Transcribe every entry word for word, leaving out all images.

· · · ·

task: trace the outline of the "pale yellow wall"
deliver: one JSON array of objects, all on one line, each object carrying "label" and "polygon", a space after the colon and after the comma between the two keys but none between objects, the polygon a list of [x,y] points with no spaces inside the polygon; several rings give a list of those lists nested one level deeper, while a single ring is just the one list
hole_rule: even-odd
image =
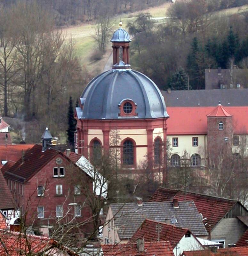
[{"label": "pale yellow wall", "polygon": [[101,141],[102,144],[103,145],[103,135],[101,130],[89,129],[88,134],[88,142],[89,144],[91,140],[96,137]]},{"label": "pale yellow wall", "polygon": [[[192,146],[193,137],[198,137],[198,147]],[[205,140],[204,140],[204,138]],[[172,138],[178,138],[178,147],[172,147]],[[181,157],[185,150],[187,152],[189,159],[194,154],[197,154],[201,156],[201,158],[204,159],[207,157],[207,136],[204,135],[167,135],[171,146],[171,154],[177,154]],[[205,148],[205,149],[204,149]]]},{"label": "pale yellow wall", "polygon": [[153,130],[153,141],[154,141],[155,138],[159,136],[162,140],[164,140],[164,130],[163,128],[155,128]]}]

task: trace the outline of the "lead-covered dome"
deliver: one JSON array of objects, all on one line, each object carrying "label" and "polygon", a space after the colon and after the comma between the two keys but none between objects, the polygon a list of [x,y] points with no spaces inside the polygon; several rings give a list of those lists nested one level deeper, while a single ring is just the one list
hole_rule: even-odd
[{"label": "lead-covered dome", "polygon": [[112,69],[93,79],[76,108],[79,119],[155,118],[168,115],[163,96],[144,75],[131,69]]},{"label": "lead-covered dome", "polygon": [[128,33],[124,29],[121,27],[116,30],[112,36],[110,42],[126,42],[129,43],[132,41],[130,39]]}]

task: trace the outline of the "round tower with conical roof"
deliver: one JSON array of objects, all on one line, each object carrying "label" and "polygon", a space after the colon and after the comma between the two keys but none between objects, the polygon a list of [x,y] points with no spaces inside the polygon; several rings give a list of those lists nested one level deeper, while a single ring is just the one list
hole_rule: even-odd
[{"label": "round tower with conical roof", "polygon": [[164,98],[152,80],[131,69],[131,40],[121,26],[110,41],[112,69],[90,82],[76,108],[78,152],[93,162],[114,148],[122,171],[140,173],[145,163],[155,172],[164,170],[169,116]]}]

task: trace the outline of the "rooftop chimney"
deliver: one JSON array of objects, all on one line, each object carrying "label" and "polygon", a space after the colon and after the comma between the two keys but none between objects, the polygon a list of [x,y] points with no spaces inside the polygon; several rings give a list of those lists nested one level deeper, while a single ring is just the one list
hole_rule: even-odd
[{"label": "rooftop chimney", "polygon": [[144,239],[139,238],[137,240],[137,250],[139,252],[141,252],[145,251]]},{"label": "rooftop chimney", "polygon": [[66,150],[66,156],[68,157],[70,156],[70,154],[71,153],[71,150],[69,148],[68,148]]},{"label": "rooftop chimney", "polygon": [[179,205],[178,204],[178,200],[176,198],[174,198],[173,199],[173,208],[179,208]]},{"label": "rooftop chimney", "polygon": [[142,198],[141,197],[137,197],[137,203],[138,206],[142,206],[143,205]]},{"label": "rooftop chimney", "polygon": [[50,147],[52,137],[47,127],[41,137],[42,139],[42,152],[44,152],[47,148]]}]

· · · ·

#### [EXERCISE RESULT]
task: trace the outline of the "pale yellow wall"
deliver: one JSON array of objects, all on one line, each object carrying "label" and "polygon", a space after the colon and after the comma between the two keys but none between objects, the polygon a list of [x,y] points with no spaces inside the polygon; several rings give a list of those lists nested one level deeper, while a single ring is just the one list
hole_rule: even-odd
image =
[{"label": "pale yellow wall", "polygon": [[101,141],[102,144],[103,145],[103,135],[101,130],[89,129],[88,134],[88,142],[89,144],[91,140],[96,137]]},{"label": "pale yellow wall", "polygon": [[[192,146],[193,137],[198,137],[198,147]],[[205,140],[204,140],[204,138]],[[172,138],[178,138],[178,147],[172,147]],[[181,157],[185,150],[187,152],[189,159],[194,154],[197,154],[201,156],[201,158],[204,159],[207,157],[207,136],[204,135],[167,135],[171,146],[171,154],[177,154]],[[205,148],[205,149],[204,149]]]},{"label": "pale yellow wall", "polygon": [[153,130],[153,141],[154,141],[155,138],[159,136],[162,140],[164,140],[164,130],[163,128],[155,128]]}]

task: trace the outline of the "lead-covered dome"
deliver: one JSON array of objects, all on one line, each object carrying "label" and "polygon", a space after the colon and after the comma between the two keys but none between objects, the polygon a list of [x,y] points with no spaces inside the polygon; several rings give a list of those lists nested one level deeper, while a single ring is just the one list
hole_rule: even-odd
[{"label": "lead-covered dome", "polygon": [[112,69],[93,79],[76,108],[79,119],[155,118],[168,115],[163,96],[144,75],[131,69]]},{"label": "lead-covered dome", "polygon": [[128,33],[124,29],[121,27],[116,30],[112,36],[110,42],[126,42],[129,43],[132,41],[130,39]]}]

task: trace the outline of the "round tower with conical roof"
deliver: one JSON array of objects, all on one line, each object carrying "label" and "polygon", a space after the colon and after the comma between the two keys but none between objects, the polygon a list of [x,y] points with no spaces inside the polygon; several rings give a list of those lists nested one level deeper, while a single ring is just the one list
hole_rule: even-odd
[{"label": "round tower with conical roof", "polygon": [[164,98],[152,80],[131,69],[131,40],[121,26],[110,41],[112,69],[90,82],[76,108],[78,152],[93,162],[114,148],[122,171],[140,173],[145,163],[155,172],[164,170],[169,116]]}]

task: trace the outline of the "rooftop chimney"
deliver: one JSON array of objects, all on one line, each object carrying "label" and "polygon", a space after the colon and after the comma between the two keys but none between objects, the polygon a list of [x,y] points with no spaces inside the polygon; several rings give a list of those lists nested one level deeper, while a single ring is just the one list
hole_rule: even-odd
[{"label": "rooftop chimney", "polygon": [[144,239],[139,238],[137,240],[137,250],[139,252],[141,252],[145,251]]},{"label": "rooftop chimney", "polygon": [[66,150],[66,156],[68,157],[70,156],[70,154],[71,153],[71,150],[69,148],[68,148]]},{"label": "rooftop chimney", "polygon": [[179,205],[178,204],[178,200],[176,198],[174,198],[173,199],[173,208],[179,208]]},{"label": "rooftop chimney", "polygon": [[142,198],[141,197],[137,197],[137,203],[138,206],[142,206],[143,205]]},{"label": "rooftop chimney", "polygon": [[50,147],[52,137],[47,127],[41,137],[42,139],[42,152],[44,152],[47,148]]}]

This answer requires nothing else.